-- Passage choisi --

········

Est-ce que ce titre veut dire quoi que ce soit ? Eh bien, comme pour le film, mystère et boule de gomme, à vous de vous faire votre avis hein ;D.


J'ai découvert l'existence de ce film en apprenant par hasard que c’était le 2e film préféré de YMS, un youtubeur cinéma anglophone qui m'est sympathique. Intrigué, j'ai donc voulu le voir. Il avait prévenu que c’était le type de film "qu'on a pas vraiment vu si on ne l'a pas vu au moins deux fois". J'aurais dû me douter de ne pas me fier à un type dont le troisième film préféré est le Roi Lion :P.


Selon lui c'est aussi un des rares films qui "insiste à être interprété, mais qui le mérite, là où de nombreux autres films du genre ne sont pas aussi profonds qu'ils le pensent". Je pense qu'il s'agit là du facteur clivant de ce film, qui à l'air de diviser la population en trois catégories principales : les admirateurs absolus qui disent "wow c'est un chef-d'oeuvre intégral, tellement profond et intellectuel, tu peux pas test" (Rogert Ebert en fait d'ailleurs partie), ceux qui n'ont vraiment pas aimé et qui disent "c'est de la merde pseudo-intellectuelle, prétentieuse et creuse" et les incertains qui savent pas trop quoi en penser mais qui n'ont pas vraiment aimé, comme moi.

········

-- Liste des consignes --
1. D'après le passage, quel est le troisième film préféré de YMS ?
2. Recopiez le passage de "Est-ce que ce" à "Roi Lion :P.".
Appuyez-vous uniquement sur le passage.

········

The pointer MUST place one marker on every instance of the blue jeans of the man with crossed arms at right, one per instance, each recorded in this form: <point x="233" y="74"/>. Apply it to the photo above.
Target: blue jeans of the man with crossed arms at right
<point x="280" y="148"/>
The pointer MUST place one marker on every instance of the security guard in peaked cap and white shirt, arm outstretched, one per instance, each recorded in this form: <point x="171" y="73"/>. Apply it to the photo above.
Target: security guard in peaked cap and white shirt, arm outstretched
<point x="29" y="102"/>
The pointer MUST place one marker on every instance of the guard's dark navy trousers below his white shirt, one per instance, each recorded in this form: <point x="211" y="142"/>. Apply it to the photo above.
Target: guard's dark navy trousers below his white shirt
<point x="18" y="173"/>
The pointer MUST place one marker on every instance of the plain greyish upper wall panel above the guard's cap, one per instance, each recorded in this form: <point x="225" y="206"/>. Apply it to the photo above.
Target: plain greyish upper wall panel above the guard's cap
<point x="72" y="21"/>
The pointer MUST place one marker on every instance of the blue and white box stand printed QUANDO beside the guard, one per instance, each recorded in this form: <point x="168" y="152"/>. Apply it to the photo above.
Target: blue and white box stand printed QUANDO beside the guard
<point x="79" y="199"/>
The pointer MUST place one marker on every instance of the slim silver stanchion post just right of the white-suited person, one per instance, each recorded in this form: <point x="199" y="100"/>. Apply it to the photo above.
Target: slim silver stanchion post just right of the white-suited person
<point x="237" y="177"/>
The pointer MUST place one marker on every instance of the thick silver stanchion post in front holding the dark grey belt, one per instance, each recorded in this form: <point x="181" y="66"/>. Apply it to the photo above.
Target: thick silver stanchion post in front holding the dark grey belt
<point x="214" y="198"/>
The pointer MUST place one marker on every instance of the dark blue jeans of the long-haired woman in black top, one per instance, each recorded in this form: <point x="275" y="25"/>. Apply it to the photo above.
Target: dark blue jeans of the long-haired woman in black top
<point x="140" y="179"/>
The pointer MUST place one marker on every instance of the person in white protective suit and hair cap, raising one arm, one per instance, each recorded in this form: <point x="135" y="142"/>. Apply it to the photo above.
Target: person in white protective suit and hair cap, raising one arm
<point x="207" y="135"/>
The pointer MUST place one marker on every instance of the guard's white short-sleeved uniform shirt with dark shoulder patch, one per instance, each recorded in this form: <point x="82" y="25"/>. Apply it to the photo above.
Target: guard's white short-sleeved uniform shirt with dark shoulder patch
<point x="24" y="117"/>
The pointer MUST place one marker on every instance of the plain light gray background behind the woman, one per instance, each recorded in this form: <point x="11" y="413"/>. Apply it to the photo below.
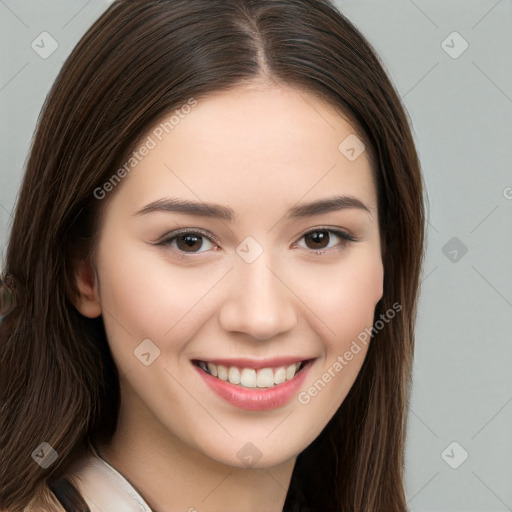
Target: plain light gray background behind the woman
<point x="461" y="111"/>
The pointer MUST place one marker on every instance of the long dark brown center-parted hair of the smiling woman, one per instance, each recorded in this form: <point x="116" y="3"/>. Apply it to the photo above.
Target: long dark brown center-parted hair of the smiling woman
<point x="139" y="60"/>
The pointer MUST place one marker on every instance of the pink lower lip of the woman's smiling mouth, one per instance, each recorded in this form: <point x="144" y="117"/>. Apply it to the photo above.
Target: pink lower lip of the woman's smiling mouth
<point x="256" y="399"/>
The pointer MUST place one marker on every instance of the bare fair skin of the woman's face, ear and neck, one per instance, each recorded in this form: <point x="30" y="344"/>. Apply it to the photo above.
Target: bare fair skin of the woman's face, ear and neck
<point x="259" y="150"/>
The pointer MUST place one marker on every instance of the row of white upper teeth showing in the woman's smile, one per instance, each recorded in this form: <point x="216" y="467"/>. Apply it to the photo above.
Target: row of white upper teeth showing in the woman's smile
<point x="250" y="377"/>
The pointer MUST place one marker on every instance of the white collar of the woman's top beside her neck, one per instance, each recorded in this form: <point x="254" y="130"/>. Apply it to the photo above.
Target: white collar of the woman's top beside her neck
<point x="105" y="489"/>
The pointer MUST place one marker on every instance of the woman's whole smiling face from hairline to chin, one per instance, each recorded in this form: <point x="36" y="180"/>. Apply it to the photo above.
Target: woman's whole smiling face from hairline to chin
<point x="233" y="325"/>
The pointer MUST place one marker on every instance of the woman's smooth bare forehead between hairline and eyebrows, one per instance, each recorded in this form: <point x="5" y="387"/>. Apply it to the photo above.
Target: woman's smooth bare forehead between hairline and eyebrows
<point x="251" y="147"/>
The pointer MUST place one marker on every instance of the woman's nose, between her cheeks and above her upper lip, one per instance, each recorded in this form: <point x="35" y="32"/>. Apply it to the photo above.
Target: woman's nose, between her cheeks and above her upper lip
<point x="259" y="302"/>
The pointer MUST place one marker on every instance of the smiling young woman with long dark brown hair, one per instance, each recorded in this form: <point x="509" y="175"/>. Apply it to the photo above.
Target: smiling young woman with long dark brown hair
<point x="214" y="268"/>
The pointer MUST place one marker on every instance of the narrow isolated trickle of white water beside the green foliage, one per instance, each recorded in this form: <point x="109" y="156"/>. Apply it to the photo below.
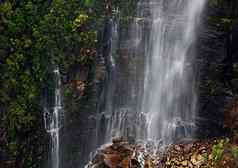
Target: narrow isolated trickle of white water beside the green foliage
<point x="53" y="121"/>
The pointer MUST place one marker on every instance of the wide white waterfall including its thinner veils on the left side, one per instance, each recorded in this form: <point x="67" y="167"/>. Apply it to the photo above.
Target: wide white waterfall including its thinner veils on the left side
<point x="150" y="91"/>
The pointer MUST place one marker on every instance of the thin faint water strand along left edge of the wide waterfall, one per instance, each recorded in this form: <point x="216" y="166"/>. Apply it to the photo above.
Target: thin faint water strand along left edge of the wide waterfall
<point x="104" y="119"/>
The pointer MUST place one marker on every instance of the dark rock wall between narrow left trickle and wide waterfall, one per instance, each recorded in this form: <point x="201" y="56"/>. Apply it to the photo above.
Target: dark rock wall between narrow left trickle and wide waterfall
<point x="78" y="134"/>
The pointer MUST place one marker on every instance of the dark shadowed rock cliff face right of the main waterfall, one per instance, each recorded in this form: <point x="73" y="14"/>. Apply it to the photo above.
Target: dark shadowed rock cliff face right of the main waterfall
<point x="217" y="62"/>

········

-- Réponses ci-dessous --
1. Le Roi Lion.

2.
Est-ce que ce titre veut dire quoi que ce soit ? Eh bien, comme pour le film, mystère et boule de gomme, à vous de vous faire votre avis hein ;D.


J'ai découvert l'existence de ce film en apprenant par hasard que c’était le 2e film préféré de YMS, un youtubeur cinéma anglophone qui m'est sympathique. Intrigué, j'ai donc voulu le voir. Il avait prévenu que c’était le type de film "qu'on a pas vraiment vu si on ne l'a pas vu au moins deux fois". J'aurais dû me douter de ne pas me fier à un type dont le troisième film préféré est le Roi Lion :P.